Aim of the exercise
Could you pick out and copy every line of the items below that contains the word "small"?

BEGIN

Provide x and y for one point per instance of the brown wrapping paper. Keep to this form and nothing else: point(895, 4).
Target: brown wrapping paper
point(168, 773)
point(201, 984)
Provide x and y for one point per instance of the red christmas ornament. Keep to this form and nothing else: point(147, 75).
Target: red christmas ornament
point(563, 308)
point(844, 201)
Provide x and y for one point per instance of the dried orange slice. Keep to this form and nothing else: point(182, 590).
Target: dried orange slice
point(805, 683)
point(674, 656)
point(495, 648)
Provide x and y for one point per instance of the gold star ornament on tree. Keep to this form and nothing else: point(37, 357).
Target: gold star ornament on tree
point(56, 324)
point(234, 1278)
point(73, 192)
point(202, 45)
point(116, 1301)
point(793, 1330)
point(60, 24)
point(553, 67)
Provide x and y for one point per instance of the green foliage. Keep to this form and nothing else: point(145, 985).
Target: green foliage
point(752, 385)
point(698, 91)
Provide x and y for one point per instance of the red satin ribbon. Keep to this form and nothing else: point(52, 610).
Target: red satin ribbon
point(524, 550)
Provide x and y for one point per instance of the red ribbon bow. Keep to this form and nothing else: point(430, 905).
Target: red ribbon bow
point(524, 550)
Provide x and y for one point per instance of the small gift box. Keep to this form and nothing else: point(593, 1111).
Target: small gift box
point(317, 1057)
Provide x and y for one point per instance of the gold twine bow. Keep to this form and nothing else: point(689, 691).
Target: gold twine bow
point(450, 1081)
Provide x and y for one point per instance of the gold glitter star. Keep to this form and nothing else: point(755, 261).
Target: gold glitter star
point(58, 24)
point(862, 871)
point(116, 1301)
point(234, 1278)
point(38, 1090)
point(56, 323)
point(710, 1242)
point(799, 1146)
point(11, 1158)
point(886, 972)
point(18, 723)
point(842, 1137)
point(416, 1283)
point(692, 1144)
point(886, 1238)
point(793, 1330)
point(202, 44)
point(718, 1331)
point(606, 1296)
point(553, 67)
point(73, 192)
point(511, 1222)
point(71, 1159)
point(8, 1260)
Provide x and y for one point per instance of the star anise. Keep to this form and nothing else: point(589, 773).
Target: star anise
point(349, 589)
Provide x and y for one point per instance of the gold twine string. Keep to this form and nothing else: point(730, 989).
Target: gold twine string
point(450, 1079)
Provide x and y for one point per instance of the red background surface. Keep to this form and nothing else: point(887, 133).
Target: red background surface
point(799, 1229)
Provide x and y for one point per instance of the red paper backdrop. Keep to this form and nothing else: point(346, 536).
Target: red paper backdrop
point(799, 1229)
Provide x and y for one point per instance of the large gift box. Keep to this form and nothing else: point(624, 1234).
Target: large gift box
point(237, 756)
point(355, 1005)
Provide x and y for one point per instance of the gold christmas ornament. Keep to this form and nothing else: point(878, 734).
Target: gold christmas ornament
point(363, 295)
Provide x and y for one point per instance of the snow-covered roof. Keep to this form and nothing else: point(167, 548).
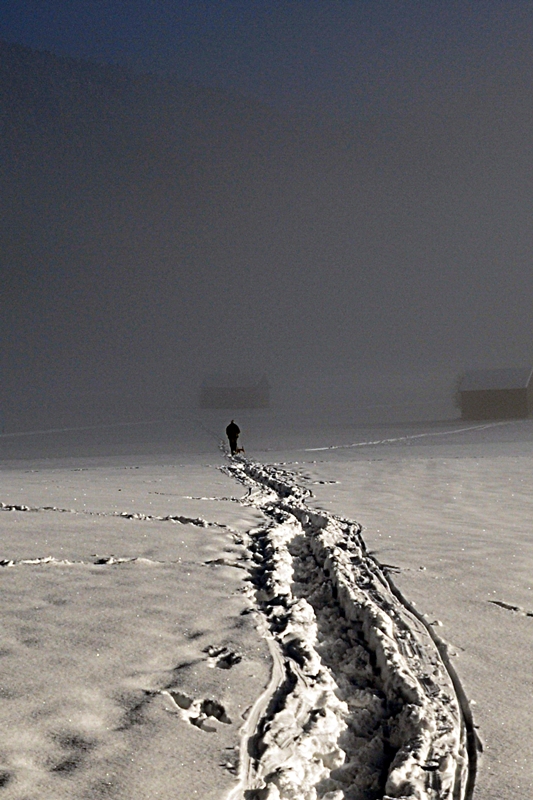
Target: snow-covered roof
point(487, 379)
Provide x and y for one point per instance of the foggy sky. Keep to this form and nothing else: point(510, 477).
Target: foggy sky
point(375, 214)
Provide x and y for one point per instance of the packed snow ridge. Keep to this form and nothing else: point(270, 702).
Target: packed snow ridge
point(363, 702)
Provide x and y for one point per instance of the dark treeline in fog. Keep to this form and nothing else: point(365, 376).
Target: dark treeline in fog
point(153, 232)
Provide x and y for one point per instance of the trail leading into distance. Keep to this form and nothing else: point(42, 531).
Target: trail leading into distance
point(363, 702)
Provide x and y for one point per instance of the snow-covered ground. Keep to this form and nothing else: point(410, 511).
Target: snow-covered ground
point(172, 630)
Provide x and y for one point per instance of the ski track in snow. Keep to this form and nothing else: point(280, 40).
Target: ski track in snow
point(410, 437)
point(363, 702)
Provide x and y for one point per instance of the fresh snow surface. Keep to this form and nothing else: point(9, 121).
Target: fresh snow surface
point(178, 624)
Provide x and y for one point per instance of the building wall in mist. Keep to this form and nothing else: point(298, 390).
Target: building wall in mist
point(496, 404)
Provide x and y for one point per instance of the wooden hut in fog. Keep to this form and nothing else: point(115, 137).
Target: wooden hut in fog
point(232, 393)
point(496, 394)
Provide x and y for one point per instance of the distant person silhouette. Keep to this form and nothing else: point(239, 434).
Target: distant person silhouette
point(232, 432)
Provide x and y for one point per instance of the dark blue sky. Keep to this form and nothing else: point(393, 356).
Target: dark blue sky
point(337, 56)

END
BEGIN

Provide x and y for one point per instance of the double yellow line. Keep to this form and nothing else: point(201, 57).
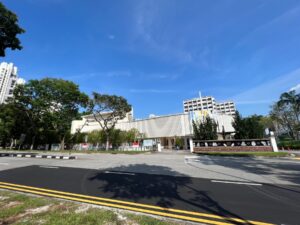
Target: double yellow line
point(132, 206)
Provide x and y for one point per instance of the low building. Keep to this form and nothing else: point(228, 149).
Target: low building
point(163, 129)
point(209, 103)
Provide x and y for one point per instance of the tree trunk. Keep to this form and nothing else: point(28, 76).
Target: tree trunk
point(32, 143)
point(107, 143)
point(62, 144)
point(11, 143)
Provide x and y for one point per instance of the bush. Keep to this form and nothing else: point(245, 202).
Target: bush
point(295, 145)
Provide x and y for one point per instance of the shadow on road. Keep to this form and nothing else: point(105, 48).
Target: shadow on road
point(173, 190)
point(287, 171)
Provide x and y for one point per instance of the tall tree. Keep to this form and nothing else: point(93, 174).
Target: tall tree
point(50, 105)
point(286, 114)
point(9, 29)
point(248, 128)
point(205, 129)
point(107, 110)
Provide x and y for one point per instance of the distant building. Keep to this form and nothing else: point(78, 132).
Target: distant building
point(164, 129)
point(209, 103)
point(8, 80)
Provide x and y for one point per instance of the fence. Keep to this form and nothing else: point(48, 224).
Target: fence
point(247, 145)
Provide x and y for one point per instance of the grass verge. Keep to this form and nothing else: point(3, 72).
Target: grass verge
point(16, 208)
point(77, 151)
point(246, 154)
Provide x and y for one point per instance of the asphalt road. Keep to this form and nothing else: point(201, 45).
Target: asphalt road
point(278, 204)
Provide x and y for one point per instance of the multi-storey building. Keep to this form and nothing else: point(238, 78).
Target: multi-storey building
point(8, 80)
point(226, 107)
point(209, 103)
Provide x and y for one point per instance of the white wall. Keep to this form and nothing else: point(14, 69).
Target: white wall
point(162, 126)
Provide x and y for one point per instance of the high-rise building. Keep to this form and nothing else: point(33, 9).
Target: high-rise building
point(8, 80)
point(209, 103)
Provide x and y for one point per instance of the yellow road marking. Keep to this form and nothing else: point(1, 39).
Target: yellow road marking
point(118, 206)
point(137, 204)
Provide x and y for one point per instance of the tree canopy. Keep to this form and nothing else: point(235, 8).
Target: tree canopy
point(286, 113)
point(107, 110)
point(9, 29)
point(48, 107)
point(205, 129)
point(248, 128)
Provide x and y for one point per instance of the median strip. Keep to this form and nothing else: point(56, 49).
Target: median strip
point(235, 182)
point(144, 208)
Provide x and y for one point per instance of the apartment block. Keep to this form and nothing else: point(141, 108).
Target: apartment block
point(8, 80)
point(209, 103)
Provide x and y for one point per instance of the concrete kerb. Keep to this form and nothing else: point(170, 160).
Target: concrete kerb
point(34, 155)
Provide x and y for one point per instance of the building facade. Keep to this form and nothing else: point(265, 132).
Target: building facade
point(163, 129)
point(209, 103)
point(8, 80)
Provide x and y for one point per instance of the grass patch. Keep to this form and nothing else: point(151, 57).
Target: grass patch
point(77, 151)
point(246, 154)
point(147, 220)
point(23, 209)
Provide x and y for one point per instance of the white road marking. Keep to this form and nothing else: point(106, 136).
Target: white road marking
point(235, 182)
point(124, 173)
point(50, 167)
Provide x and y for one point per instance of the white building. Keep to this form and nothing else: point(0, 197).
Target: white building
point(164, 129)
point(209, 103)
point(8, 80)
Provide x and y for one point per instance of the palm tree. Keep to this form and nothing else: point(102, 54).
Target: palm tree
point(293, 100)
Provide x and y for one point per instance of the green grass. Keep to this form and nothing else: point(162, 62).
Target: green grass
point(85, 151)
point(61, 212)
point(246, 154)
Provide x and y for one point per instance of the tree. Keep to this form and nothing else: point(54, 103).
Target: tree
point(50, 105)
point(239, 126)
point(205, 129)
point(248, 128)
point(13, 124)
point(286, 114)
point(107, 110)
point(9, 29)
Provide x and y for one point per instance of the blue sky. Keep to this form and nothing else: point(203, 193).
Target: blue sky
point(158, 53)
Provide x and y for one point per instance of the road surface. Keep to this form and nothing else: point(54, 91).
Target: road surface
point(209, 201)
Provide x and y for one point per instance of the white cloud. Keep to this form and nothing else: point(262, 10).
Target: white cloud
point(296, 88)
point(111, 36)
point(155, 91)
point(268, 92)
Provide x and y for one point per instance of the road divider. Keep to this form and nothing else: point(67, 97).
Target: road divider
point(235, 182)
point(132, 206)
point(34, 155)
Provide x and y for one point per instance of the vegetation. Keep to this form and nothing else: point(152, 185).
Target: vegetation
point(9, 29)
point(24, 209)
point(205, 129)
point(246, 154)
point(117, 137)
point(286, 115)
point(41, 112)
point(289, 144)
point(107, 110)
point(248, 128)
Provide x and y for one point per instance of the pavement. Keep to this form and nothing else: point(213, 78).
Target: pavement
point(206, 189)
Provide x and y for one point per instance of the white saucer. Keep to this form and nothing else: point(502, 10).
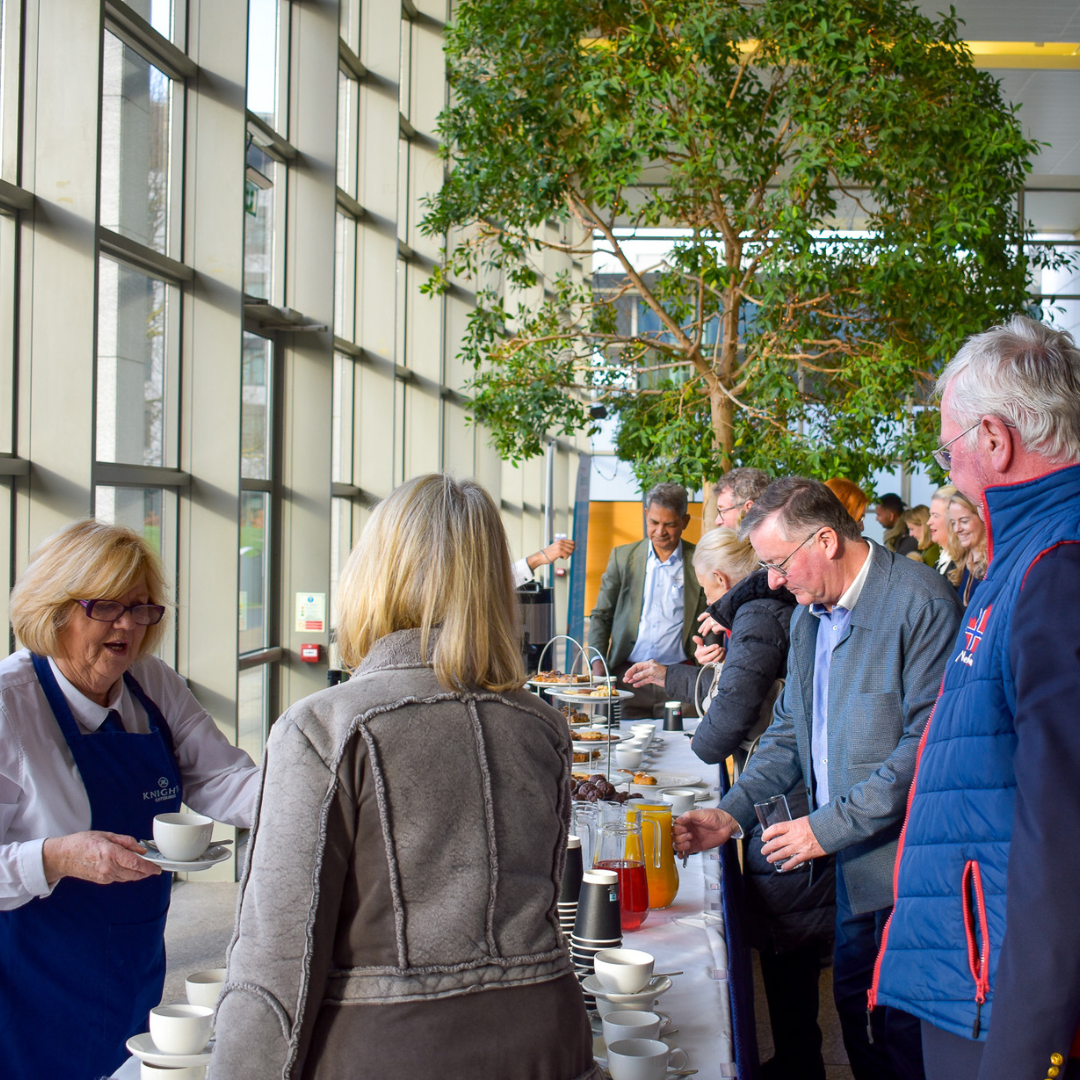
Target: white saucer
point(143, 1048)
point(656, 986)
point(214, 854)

END
BEGIN

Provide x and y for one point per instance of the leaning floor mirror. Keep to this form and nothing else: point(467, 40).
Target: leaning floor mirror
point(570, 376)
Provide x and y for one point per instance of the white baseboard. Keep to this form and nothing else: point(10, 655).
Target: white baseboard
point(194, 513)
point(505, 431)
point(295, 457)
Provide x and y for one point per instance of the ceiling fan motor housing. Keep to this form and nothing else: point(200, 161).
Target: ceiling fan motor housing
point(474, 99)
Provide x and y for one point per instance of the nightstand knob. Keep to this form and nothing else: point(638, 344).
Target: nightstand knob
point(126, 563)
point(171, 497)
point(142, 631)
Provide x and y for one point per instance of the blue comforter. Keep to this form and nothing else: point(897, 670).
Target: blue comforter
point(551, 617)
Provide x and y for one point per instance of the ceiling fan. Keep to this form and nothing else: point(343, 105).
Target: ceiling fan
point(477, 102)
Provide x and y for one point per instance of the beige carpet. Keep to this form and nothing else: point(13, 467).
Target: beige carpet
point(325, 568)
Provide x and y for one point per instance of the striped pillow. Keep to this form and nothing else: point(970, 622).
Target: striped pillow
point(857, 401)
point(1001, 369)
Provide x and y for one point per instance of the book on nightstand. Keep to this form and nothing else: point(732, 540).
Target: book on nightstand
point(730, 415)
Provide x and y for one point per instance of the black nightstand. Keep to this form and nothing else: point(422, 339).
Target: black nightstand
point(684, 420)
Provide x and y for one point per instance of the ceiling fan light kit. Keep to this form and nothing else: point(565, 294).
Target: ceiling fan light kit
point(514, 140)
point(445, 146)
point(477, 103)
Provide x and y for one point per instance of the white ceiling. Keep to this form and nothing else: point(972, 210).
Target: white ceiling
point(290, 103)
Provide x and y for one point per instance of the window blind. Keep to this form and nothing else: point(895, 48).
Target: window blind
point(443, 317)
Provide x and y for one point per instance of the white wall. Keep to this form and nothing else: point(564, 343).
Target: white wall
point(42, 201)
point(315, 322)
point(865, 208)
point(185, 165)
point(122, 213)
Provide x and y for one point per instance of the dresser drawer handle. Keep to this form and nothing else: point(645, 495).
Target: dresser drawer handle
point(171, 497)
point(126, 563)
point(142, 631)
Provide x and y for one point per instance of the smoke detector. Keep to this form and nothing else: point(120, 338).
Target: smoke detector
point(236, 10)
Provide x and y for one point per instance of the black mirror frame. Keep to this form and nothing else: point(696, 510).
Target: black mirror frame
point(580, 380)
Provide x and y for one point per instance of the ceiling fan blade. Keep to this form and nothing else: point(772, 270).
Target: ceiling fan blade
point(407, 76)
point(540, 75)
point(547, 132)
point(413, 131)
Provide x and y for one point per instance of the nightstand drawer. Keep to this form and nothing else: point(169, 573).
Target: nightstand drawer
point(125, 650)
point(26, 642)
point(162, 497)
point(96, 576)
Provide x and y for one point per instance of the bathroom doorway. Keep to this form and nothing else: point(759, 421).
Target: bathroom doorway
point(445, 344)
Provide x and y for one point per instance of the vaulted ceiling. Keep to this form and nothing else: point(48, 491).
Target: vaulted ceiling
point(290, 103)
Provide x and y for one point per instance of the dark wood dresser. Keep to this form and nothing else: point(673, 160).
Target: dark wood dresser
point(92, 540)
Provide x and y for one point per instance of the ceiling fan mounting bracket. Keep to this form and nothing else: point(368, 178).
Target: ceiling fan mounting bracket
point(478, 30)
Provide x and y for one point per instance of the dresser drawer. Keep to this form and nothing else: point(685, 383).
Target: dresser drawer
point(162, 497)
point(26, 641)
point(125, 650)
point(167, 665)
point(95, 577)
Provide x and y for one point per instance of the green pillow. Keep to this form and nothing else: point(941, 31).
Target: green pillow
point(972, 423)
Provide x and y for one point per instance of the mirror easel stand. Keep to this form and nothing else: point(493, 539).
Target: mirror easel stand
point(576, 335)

END

Correct response
Provide x and y for one point per instance of the small gift box. Keep to this form and nothing else: point(593, 1111).
Target: small gift box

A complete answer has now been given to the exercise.